━━━ Records to process

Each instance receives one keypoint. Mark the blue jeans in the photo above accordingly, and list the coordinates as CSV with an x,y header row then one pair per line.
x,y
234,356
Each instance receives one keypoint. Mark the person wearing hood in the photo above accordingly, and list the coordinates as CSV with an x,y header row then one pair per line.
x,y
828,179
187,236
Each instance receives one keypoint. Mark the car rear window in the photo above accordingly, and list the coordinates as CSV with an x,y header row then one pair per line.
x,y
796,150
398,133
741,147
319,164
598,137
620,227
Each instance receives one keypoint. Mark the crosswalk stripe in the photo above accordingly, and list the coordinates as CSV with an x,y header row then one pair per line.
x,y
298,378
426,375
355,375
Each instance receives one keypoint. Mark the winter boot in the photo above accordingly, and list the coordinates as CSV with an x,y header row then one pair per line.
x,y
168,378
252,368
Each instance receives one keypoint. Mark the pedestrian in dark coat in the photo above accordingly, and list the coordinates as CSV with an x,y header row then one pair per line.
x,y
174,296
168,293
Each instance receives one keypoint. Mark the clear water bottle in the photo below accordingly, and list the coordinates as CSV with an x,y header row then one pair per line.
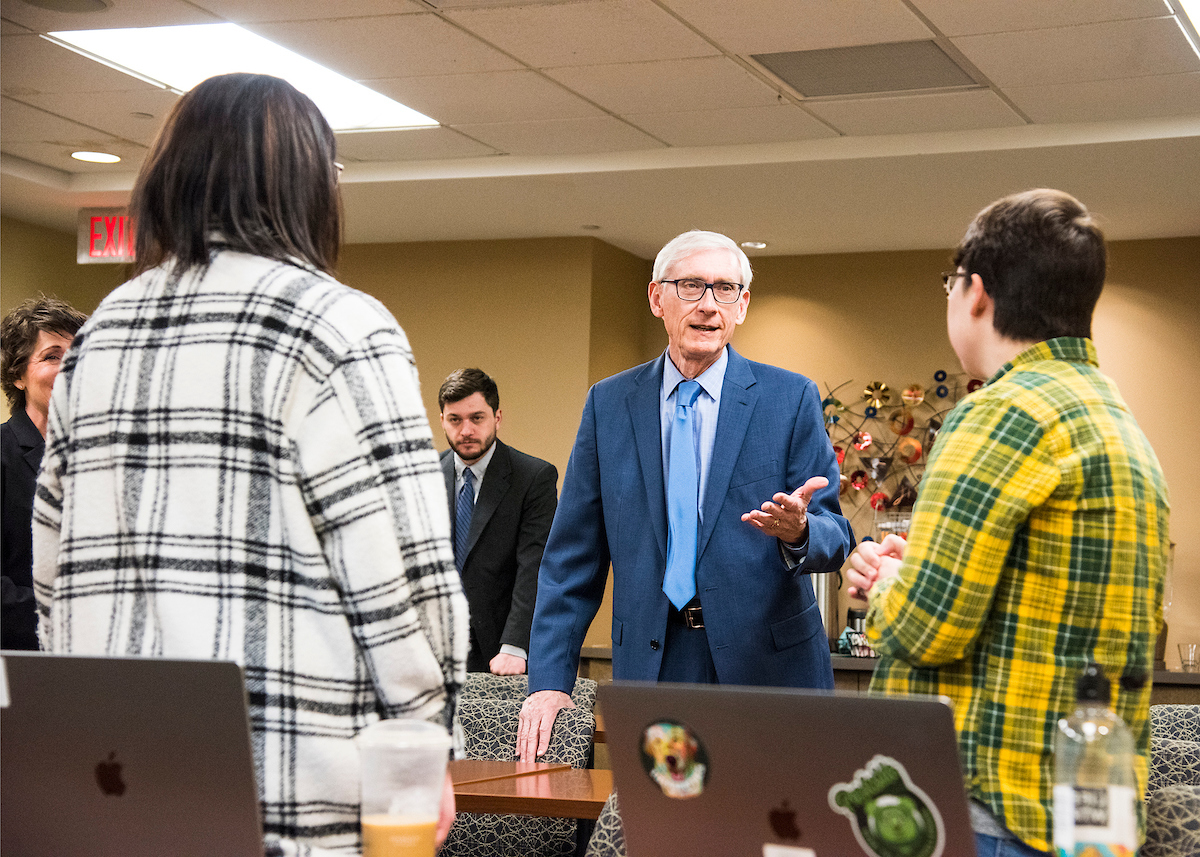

━━━━━━

Output each record precisely as it appears, and drop every picture.

Each instance receives one keypoint. Mark the blue jeans in the photo above accordingly, and list the coordinates as CSV with an x,y header row then one pair per line.
x,y
234,356
Each instance receives one keypoint. Mark the person wearing hood in the photo above accordingly, and list the coordinates as CSV with an x,y header row then one pair per line.
x,y
828,179
187,236
Each instance receives one keypoint. Mark the car rear window in the photo above accordingly, and list the coordinates as CSV with an x,y header row then one pair per line.
x,y
796,150
398,133
741,147
319,164
598,137
620,227
Each instance receives one keypoint. Mark the crosswalk stripe in the photo above accordingly, and list the coordinates as CSV with an x,y header row then one pair per line.
x,y
298,378
426,375
355,375
Each instance receives one keypoint. Mark the winter boot in the photo above accordingly, and list the coordinates as CSV with an x,y header row then one pair per line.
x,y
168,378
252,368
Each instance receives one keypoint. Mark the pedestrian in dark coat in the photo above accordingly, and list the coordinates as CSV with an x,y header row then one pair per line.
x,y
174,296
168,293
Each instance receives one keypoint. Mark the clear water bottle in the photo below accordingly, and list the coordinates as CSV with an x,y header row then one pair per line.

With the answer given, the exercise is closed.